*Exercise aim*.
In full and without alteration, reproduce every record.

(Excerpted records begins)

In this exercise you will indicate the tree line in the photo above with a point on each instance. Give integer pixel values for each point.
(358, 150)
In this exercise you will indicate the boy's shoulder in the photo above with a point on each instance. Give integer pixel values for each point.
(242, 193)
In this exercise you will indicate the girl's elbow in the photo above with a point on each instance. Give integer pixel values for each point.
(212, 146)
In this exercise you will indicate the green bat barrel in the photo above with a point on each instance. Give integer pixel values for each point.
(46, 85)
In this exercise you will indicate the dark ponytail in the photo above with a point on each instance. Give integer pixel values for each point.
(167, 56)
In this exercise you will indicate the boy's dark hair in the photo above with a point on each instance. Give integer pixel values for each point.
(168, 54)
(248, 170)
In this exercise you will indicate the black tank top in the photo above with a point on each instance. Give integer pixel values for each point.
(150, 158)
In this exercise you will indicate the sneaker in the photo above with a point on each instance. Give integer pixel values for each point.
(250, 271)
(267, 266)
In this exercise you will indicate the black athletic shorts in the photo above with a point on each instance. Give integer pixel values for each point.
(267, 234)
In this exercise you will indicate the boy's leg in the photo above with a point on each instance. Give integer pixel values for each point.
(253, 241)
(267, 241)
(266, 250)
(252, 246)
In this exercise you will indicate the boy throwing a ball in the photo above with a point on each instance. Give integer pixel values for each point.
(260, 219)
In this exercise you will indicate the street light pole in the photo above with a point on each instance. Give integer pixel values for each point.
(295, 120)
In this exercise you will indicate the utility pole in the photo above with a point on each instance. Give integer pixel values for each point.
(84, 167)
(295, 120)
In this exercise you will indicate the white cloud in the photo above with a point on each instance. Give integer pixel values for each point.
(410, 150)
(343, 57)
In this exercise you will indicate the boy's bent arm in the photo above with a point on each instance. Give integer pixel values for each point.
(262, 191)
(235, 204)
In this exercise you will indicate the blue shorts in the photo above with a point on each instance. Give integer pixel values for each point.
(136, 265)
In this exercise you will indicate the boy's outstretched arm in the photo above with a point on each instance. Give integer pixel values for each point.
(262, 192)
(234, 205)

(Excerpted records ends)

*Answer for the task*.
In this exercise you will indicate the tree line in the photo above with a point on each instance. Give integer pixel values for each point.
(358, 150)
In this exercise you will indicate the boy's shoulder in the photo above with a point on each instance. Give integer pixel values for each point.
(242, 193)
In this exercise you will indicate the girl's elbow in the photo above with a point on each instance. Give integer pixel values for each point.
(212, 146)
In this exercise you will indicate the green bat barrel in the photo above with a point on each instance. Give integer pixel values for each point.
(46, 85)
In this exercise you will indicate the dark ponytail in the photo above with a point on each instance. Give integer pixel values for each point.
(167, 56)
In this exercise you will indicate the boy's dark hair in the photo above with a point on each instance. Give integer pixel values for each point.
(168, 54)
(248, 170)
In this exercise you will indicate the black tank top in the photo above with a point on each instance. Give integer pixel values for each point.
(150, 158)
In this exercise you will indicate the sneaker in the photo above with a point on each instance. Give integer pixel values for each point.
(250, 271)
(267, 266)
In this exercise you will indicate the black athletic shorts in the photo above with a point on each instance. Give integer pixel values for each point.
(267, 234)
In this exercise you will indicate the boy's leg in the photo above with a point on each instance. Give integer pixel values for each point.
(253, 241)
(267, 241)
(266, 250)
(252, 246)
In this exercise you will indicate the boy throwing a ball in the photo above with a point on each instance. Give integer pixel values for each point.
(260, 219)
In this exercise you will indicate the street light pole in the photo above with a point on each instance. Give integer pixel values for each point.
(295, 120)
In this exercise you will indicate the utility pole in the photo above with a point on each instance. Give integer pixel values for each point.
(84, 167)
(295, 120)
In this exercise you will indicate the white cloud in the photo above with a point on each instance. Give integer pixel values for each point.
(410, 150)
(343, 57)
In this exercise you will indicate the boy's bent arm in the photo above with a point on each instance. Give integer pixel values for each point.
(262, 191)
(235, 204)
In this exercise you will indicate the blue shorts in the photo above with a point on each instance. Give integer pixel values for each point.
(136, 265)
In this exercise you will indicate the boy's outstretched arm in the photo above with a point on each instance. Give integer pixel values for each point.
(262, 192)
(234, 205)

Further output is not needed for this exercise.